Confidential to my crapflooder

Although you’re getting rather tiresome (15 minutes of unsuccessful attempts to post a comment would be an experiment; two hours is just misplaced faith), I wanted to tell you that searching my weblog for “nonce” after an hour and a half of failures was hilarious. You brightened my afternoon with that one!

26 Comments

Comment by Jacques Distler #
2004-01-21 17:13:19

Damn, Phil! You get all the fun.

They’ve completely given up on visiting my site. I feel almost … lonely.

 
Comment by Phil Ringnalda #
2004-01-21 17:36:44

Don’t go giving yourself credit for that thirty seconds of internal server error, either. New FTP program, thought it ought to send .htaccess as binary. Twits.

 
Comment by Phil Ringnalda #
2004-01-21 18:32:24

Amazing how many ways a crapflooder has to win, and how few his targets have. It just occurred to me that the reason my comments suddenly dropped off was that nobody wants to get too close to someone waving a red cape in front of the GNAA. Sure, they don’t actually manage to flood me, but that’s no reason for you to be a nice fat target when they get tired of failing to flood my comments. Hmmm. See you all on the other side of this, I guess :)

Comment by Sam Ruby #
2004-01-21 19:10:06

Three guesses who currently ”owns” the term nonce, from a Google perspective.

I’ve also gotten a few queries on ”movabletype nonce” and ”nonce movabletype”, both of which I also seem to own, compliments of Jacques.

Let the countdown begin…

Comment by Phil Ringnalda #
2004-01-21 19:25:57

I’ve developed such complete faith in Google working the way I expect it to that I didn’t even bother checking, or linking to your post (though I thought about it, just to give you the chance to gather your own crapflood data).

Maybe you’ll still get to, if Jacques ever lets him out.

Comment by Jacques Distler #
2004-01-21 20:20:09

I have to say I quite enjoyed my bit of data collection. I’ll let y’all know what comes of it.

But there are more lowlifes where he came from. I suspect we (you? me? Sam??) have not seen the last of them.

But I wouldn’t worry about the rest of the commenters. They’ll return when the shitstorm blows over. Which, I expect, will be real soon now.

 
 
Comment by Jacques Distler #
2004-01-22 10:14:20

I guess I have that magic touch, Sam. Guess who ”owns” throttle MovableType?

 
 
Comment by Adam Kalsey #
2004-01-21 23:15:54

What the hell, I already have comment spammers pissed off at me and trying to hack my server. Might as well join the fun here too.

What fascinates me is that these children spend like to point out how slow and stupid we are, but they have yet to notice that they could flood blogs in a way that we couldn’t stop. These uncreative little nonces (in the slang sense) can’t seem to think their way past convention. When I was a kid, thinking outside the box was encouraged among digital miscreants. What are they teaching in school these days?

And no, I’m not going to post the method here or anywhere else. Do I really look that stupid?

Comment by Adam Kalsey #
2004-01-21 23:19:49

I really should read my posts before I submit them. Then I might actually post valid, well-formed English.

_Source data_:
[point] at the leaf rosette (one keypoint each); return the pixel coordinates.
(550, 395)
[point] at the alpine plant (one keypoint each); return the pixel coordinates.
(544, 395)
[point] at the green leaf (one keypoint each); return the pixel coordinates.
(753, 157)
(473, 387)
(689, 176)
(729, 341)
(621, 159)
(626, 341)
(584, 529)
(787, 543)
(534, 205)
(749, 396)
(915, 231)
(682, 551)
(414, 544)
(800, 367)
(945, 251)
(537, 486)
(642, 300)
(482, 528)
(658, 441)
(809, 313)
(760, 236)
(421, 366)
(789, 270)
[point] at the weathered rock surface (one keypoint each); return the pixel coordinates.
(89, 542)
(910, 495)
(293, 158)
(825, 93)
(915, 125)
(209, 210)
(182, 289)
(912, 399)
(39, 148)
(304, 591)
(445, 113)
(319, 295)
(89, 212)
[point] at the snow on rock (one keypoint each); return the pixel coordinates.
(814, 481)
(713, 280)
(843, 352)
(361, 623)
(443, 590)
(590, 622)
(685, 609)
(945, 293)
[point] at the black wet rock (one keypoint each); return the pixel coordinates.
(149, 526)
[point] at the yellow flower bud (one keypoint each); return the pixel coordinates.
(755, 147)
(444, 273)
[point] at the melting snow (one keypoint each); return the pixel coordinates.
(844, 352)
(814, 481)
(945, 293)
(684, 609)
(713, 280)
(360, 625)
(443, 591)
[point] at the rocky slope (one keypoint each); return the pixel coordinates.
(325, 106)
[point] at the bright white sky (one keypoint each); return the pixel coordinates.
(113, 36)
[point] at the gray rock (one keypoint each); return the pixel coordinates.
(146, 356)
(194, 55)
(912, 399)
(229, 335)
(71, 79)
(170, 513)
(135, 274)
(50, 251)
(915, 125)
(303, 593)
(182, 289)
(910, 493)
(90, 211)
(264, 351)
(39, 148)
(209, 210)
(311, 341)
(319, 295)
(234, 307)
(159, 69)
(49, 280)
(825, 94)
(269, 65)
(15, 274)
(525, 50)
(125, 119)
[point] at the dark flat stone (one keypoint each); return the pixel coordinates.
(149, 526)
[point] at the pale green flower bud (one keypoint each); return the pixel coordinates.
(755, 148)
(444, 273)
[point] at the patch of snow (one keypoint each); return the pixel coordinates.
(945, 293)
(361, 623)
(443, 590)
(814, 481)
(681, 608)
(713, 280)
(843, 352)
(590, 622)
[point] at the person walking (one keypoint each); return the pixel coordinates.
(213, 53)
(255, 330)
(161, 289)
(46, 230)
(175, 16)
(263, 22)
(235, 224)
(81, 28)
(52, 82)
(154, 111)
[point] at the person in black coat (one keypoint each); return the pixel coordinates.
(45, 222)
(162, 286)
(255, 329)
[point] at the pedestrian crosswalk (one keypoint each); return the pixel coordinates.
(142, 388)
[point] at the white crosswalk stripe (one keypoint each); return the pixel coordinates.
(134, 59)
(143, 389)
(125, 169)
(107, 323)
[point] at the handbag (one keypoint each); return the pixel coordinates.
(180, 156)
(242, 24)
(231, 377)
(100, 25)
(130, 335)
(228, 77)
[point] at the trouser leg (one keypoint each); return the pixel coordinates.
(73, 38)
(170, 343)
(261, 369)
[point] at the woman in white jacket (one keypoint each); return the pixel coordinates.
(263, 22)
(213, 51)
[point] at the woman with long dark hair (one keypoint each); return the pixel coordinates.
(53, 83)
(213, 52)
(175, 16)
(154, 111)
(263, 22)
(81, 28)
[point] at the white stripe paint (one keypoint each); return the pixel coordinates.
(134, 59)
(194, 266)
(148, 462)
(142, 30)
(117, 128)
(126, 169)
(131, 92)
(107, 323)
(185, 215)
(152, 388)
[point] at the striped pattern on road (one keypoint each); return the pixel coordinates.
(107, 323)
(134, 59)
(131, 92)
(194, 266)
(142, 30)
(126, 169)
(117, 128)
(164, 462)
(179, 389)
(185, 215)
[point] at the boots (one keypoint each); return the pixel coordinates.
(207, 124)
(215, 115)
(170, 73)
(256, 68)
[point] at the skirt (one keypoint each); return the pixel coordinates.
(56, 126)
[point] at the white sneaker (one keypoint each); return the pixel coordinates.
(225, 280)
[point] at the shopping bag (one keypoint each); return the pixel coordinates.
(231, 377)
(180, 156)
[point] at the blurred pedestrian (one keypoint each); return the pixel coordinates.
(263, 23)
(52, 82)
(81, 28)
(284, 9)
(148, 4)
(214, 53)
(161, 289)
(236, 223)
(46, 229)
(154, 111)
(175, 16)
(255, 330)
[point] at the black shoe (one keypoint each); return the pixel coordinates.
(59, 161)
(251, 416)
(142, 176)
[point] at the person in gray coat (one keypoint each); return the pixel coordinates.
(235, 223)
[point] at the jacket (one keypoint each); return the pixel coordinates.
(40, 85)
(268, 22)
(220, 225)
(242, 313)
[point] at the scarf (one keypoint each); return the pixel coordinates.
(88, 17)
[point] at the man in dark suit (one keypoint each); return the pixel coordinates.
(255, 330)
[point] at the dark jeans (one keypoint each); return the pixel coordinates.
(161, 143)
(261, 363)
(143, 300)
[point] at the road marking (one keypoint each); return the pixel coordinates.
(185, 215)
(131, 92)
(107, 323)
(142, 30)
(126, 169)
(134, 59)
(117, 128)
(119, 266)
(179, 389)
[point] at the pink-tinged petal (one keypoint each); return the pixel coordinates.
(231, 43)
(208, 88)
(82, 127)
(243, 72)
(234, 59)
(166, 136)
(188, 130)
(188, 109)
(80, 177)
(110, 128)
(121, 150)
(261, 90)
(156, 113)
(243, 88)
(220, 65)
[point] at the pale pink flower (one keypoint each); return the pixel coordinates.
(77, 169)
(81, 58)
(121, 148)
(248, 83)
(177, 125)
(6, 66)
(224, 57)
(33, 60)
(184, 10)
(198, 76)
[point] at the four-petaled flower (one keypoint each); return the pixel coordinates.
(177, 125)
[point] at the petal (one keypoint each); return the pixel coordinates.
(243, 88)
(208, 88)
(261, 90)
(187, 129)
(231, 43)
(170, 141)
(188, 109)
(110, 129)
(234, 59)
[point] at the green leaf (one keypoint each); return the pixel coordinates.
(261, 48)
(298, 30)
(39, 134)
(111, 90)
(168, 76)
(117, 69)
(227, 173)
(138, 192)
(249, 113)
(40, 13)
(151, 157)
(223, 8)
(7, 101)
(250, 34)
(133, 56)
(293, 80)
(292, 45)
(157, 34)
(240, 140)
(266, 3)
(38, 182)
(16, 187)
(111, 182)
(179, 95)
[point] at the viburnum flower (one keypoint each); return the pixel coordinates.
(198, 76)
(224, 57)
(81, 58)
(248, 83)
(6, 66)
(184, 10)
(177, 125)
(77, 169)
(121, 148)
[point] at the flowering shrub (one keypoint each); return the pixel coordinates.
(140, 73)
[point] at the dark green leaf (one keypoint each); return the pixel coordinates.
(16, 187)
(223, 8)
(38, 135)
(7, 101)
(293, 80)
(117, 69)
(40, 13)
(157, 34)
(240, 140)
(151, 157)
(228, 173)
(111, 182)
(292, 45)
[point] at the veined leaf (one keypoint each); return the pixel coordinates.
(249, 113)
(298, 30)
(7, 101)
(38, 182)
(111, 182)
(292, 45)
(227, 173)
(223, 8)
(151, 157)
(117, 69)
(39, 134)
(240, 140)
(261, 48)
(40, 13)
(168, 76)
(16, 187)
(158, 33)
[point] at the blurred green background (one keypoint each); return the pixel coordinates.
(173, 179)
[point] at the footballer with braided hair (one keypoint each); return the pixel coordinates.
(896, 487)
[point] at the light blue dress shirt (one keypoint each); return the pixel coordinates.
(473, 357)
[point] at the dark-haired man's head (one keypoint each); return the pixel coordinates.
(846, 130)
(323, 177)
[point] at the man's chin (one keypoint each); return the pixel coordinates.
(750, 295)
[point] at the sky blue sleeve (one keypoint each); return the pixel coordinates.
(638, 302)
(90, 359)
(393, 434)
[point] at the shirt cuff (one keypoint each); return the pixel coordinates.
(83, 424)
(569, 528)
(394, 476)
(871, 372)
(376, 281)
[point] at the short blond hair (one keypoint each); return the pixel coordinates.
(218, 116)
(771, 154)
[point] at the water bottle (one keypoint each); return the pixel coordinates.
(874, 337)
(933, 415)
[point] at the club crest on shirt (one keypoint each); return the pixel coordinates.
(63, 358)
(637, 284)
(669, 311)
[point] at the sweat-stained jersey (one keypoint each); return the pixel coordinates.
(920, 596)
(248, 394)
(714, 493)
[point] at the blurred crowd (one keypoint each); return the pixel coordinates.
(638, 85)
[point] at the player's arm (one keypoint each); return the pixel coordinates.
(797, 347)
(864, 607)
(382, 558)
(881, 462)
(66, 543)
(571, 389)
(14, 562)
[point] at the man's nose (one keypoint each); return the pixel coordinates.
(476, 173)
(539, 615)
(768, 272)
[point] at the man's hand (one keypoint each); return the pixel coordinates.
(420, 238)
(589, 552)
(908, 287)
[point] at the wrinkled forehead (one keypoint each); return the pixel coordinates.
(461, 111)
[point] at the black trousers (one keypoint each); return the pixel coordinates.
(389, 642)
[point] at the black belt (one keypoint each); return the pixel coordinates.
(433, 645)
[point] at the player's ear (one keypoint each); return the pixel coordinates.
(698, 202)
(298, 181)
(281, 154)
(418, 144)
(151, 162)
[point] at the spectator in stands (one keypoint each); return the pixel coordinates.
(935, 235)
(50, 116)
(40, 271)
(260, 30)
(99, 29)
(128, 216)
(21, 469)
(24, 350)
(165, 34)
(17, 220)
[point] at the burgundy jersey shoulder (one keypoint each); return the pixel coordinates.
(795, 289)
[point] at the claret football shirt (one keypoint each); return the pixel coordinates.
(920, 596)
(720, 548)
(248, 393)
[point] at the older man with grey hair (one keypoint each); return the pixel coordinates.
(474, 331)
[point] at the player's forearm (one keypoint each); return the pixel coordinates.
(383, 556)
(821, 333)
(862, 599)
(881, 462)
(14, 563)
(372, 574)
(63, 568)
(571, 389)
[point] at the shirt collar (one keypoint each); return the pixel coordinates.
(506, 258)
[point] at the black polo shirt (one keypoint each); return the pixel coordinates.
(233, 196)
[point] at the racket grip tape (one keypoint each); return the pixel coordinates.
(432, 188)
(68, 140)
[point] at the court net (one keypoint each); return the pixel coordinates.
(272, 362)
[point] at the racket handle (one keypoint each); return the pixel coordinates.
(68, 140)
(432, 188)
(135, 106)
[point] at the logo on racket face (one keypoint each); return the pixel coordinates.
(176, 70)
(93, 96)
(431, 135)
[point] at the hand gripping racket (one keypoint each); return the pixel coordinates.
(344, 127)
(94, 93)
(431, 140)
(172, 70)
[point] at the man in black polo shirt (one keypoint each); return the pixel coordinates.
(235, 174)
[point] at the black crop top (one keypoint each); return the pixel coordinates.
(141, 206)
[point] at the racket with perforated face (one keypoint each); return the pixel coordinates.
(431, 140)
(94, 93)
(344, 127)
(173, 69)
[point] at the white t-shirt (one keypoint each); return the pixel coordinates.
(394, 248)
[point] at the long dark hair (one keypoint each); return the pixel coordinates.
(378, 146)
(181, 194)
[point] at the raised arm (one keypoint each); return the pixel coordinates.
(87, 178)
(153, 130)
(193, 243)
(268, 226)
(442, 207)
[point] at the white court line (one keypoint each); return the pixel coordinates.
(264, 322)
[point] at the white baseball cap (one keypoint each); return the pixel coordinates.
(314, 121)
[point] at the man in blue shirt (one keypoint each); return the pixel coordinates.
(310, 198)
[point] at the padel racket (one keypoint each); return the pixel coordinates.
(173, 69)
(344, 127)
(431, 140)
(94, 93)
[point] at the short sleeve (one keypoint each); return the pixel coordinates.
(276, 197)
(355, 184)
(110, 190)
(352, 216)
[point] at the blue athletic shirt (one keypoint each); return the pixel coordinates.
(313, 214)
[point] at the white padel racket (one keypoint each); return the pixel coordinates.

_EXERCISE INSTRUCTIONS_:
• A. In the crapflooder blog post, what word did the crapflooder search the weblog for after an hour and a half of failures?
• B. Continue the crapflooder blog post from where it stops.
You won't need the items for any of this.

_TASK-BY-TASK ANSWERS_:
• A. "Nonce"

• B.
Comment by Phil Ringnalda #
2004-01-21 23:44:01

I try, and I try. I force you to preview, and look what you give me!

I do that so much, start one sentence structure, decide I don’t like it, and leave that one stray word in the middle.

And yes, I know several ways to get past my weak defenses, plus the thing you’re probably thinking of. Long run, I just can’t seem to think of anything other than moderating anything we aren’t sure of, so that nothing ever shows up for people who annoy us, and they eventually lose interest (at least, I’d get tired of submitting thousands of comments with no visible effect).

 
 
Comment by Jacques Distler #
2004-01-22 07:47:48

Hey Adam!

Welcome to the party.

There’s no getting around the fact that we can always be DoS’ed by a determined attacker. The best we can do is make our software a little more robust, and hope our attackers are not that determined (or, in this case, not that intelligent).

 
 
 
Comment by Jeremy Bowers #
2004-01-21 19:21:12

For my tentatively planned ’blog platform, I intend to partition off the comments behind some kind of /comments URL and instruct search engines not to crawl that directory via robots.txt.

Maybe it’s time the blog developers start doing this; blog Google juice is too tempting, otherwise.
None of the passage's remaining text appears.